• **PROBLEM DETAILS**:
The full set of entries below needs to be written out exactly.

• **AVAILABLE DATA**:
---*---

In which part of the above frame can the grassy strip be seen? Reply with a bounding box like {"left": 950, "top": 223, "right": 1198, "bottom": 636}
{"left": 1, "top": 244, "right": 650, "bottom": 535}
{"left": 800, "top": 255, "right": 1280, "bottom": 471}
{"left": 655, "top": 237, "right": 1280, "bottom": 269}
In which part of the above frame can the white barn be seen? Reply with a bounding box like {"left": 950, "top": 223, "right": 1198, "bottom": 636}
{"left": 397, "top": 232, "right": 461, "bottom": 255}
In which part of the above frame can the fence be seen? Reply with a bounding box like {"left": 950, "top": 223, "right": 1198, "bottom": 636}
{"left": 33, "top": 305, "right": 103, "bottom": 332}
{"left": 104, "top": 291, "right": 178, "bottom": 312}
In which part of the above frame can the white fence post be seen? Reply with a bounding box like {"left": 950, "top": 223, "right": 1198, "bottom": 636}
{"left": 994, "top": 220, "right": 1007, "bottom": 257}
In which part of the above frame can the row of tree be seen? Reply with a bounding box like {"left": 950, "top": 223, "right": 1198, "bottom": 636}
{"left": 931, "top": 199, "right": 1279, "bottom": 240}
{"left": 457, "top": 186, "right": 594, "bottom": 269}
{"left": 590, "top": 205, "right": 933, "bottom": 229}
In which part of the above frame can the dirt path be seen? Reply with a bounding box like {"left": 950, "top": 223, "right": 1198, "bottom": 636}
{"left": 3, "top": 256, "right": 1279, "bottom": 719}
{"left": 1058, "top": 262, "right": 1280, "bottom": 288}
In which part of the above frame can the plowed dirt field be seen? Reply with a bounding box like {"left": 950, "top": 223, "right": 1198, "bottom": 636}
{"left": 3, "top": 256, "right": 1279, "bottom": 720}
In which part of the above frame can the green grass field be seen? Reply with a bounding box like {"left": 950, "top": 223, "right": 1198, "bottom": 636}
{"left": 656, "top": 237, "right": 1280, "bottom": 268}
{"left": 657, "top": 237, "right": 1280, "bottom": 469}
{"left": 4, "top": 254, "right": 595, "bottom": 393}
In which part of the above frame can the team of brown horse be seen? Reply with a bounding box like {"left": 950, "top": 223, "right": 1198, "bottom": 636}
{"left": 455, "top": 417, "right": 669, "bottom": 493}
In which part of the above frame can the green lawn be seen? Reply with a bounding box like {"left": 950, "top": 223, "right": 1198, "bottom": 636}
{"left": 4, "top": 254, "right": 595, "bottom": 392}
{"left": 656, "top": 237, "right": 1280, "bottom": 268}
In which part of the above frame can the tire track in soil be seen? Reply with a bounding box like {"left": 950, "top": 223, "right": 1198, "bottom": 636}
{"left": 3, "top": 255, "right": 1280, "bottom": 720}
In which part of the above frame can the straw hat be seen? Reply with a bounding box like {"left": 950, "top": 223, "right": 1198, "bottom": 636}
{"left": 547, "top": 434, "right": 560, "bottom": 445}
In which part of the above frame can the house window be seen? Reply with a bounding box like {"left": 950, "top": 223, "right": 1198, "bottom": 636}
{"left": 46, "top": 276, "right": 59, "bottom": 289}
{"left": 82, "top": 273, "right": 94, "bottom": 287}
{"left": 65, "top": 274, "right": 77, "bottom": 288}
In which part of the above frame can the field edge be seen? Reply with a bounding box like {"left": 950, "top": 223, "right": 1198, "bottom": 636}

---*---

• **EXERCISE RESPONSE**:
In which part of the above frame can the grassy strip be seen? Reply with a bounding box like {"left": 950, "top": 223, "right": 1198, "bottom": 636}
{"left": 1, "top": 244, "right": 650, "bottom": 535}
{"left": 800, "top": 255, "right": 1280, "bottom": 471}
{"left": 655, "top": 237, "right": 1280, "bottom": 269}
In which part of the above frame can the white barn be seen? Reply with a bounding box like {"left": 950, "top": 223, "right": 1198, "bottom": 636}
{"left": 397, "top": 232, "right": 461, "bottom": 255}
In which part of the above frame can the fence be seen? Reply with a bounding box like {"left": 950, "top": 223, "right": 1198, "bottom": 636}
{"left": 33, "top": 305, "right": 103, "bottom": 332}
{"left": 104, "top": 291, "right": 178, "bottom": 312}
In which part of the above frame can the white fence post be seen? Reply with a bounding box like {"left": 950, "top": 223, "right": 1198, "bottom": 636}
{"left": 994, "top": 220, "right": 1007, "bottom": 257}
In which part of the above frame can the row of tree be seen? Reply with a bounding box like {"left": 950, "top": 223, "right": 1198, "bottom": 636}
{"left": 931, "top": 199, "right": 1279, "bottom": 240}
{"left": 457, "top": 186, "right": 594, "bottom": 269}
{"left": 590, "top": 205, "right": 933, "bottom": 229}
In which part of the above frame can the dirt path be seen? Reply with a bounding box like {"left": 950, "top": 223, "right": 1198, "bottom": 636}
{"left": 3, "top": 256, "right": 1279, "bottom": 719}
{"left": 1058, "top": 262, "right": 1280, "bottom": 288}
In which part of the above frame can the plowed dirt field be seen? Reply with a bounding box like {"left": 950, "top": 223, "right": 1198, "bottom": 636}
{"left": 3, "top": 256, "right": 1279, "bottom": 720}
In which part of the above frame can the green grass field be seen? Reply with a bounding box like {"left": 950, "top": 223, "right": 1198, "bottom": 636}
{"left": 656, "top": 237, "right": 1280, "bottom": 268}
{"left": 657, "top": 237, "right": 1280, "bottom": 469}
{"left": 4, "top": 254, "right": 595, "bottom": 393}
In which part of the above frame can the team of brown horse be seen? Reply with a bounding box like {"left": 950, "top": 223, "right": 1198, "bottom": 636}
{"left": 455, "top": 417, "right": 669, "bottom": 493}
In which part of the above frame can the green lawn be seen? Reply with a bounding box like {"left": 950, "top": 223, "right": 1198, "bottom": 636}
{"left": 4, "top": 254, "right": 595, "bottom": 392}
{"left": 656, "top": 237, "right": 1280, "bottom": 268}
In which part of the above frame can the tire track in soil be seen? Reply with a bounding box like {"left": 950, "top": 223, "right": 1198, "bottom": 636}
{"left": 3, "top": 255, "right": 1280, "bottom": 720}
In which part of the above frame can the straw hat be seen? Reply with a bounding box like {"left": 950, "top": 223, "right": 1198, "bottom": 636}
{"left": 547, "top": 434, "right": 560, "bottom": 445}
In which part of the above frame can the house window be seen? Reply with a bounding box like {"left": 950, "top": 223, "right": 1198, "bottom": 636}
{"left": 46, "top": 276, "right": 59, "bottom": 289}
{"left": 82, "top": 273, "right": 94, "bottom": 287}
{"left": 65, "top": 274, "right": 77, "bottom": 288}
In which part of the above frame can the field edge be seen? Reply with a bounding box like {"left": 950, "top": 223, "right": 1198, "bottom": 636}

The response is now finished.